### Task to carry out
Reproduce all of the material below word for word, leaving out the pictures.

•••••

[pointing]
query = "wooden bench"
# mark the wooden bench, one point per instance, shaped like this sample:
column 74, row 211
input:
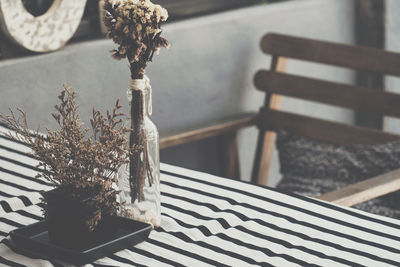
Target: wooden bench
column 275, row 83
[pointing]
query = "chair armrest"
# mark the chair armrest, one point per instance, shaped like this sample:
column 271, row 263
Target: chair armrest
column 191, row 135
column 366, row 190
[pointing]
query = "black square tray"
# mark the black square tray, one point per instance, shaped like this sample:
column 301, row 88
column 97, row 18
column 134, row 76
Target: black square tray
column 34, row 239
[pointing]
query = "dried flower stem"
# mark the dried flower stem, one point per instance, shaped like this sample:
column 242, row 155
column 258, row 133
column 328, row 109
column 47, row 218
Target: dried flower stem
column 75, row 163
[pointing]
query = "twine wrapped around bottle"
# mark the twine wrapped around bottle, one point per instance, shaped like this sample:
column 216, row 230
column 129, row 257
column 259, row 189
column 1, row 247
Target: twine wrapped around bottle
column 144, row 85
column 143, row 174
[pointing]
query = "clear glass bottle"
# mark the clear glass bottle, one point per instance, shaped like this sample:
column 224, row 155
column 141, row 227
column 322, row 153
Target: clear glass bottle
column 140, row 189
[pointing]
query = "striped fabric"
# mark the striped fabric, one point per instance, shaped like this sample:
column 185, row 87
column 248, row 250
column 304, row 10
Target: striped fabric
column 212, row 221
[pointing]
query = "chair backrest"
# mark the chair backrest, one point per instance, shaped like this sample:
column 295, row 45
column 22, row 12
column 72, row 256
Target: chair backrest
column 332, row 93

•••••

### Written reply
[pointing]
query = "wooden bench"
# mark the wooden bench, one point per instance, shaped like this sample:
column 74, row 211
input:
Target: wooden bench
column 275, row 83
[pointing]
query = "chair armrest"
# mark the chair armrest, one point per instance, shaped like this sample:
column 271, row 263
Target: chair armrest
column 191, row 135
column 366, row 190
[pointing]
query = "black square tray"
# mark the black square tray, one point per instance, shaped like this sample:
column 301, row 88
column 97, row 18
column 134, row 76
Target: black square tray
column 34, row 239
[pointing]
query = "dried flower stem"
# mark the dried flower stem, one point per instance, shaped like this sample:
column 242, row 155
column 258, row 133
column 328, row 109
column 47, row 218
Target: dried flower stem
column 75, row 163
[pointing]
query = "twine wrapped around bottle"
# mark the twine wrapped around bottle, one point per instance, shaped like this sample:
column 216, row 230
column 129, row 257
column 259, row 189
column 1, row 247
Target: twine wrapped around bottle
column 144, row 85
column 143, row 174
[pointing]
query = "clear glass bottle"
# mark the clear glass bottle, one point per instance, shaped like this sample:
column 224, row 155
column 141, row 227
column 322, row 153
Target: clear glass bottle
column 140, row 189
[pointing]
query = "striped fabric"
# mark the striped fabric, one point per instance, shaped like this sample:
column 185, row 87
column 248, row 250
column 304, row 10
Target: striped fabric
column 212, row 221
[pointing]
query = "chair backrest"
# mark the chair backrest, one point per instance, shaped like this sample:
column 295, row 45
column 22, row 12
column 72, row 256
Target: chair backrest
column 332, row 93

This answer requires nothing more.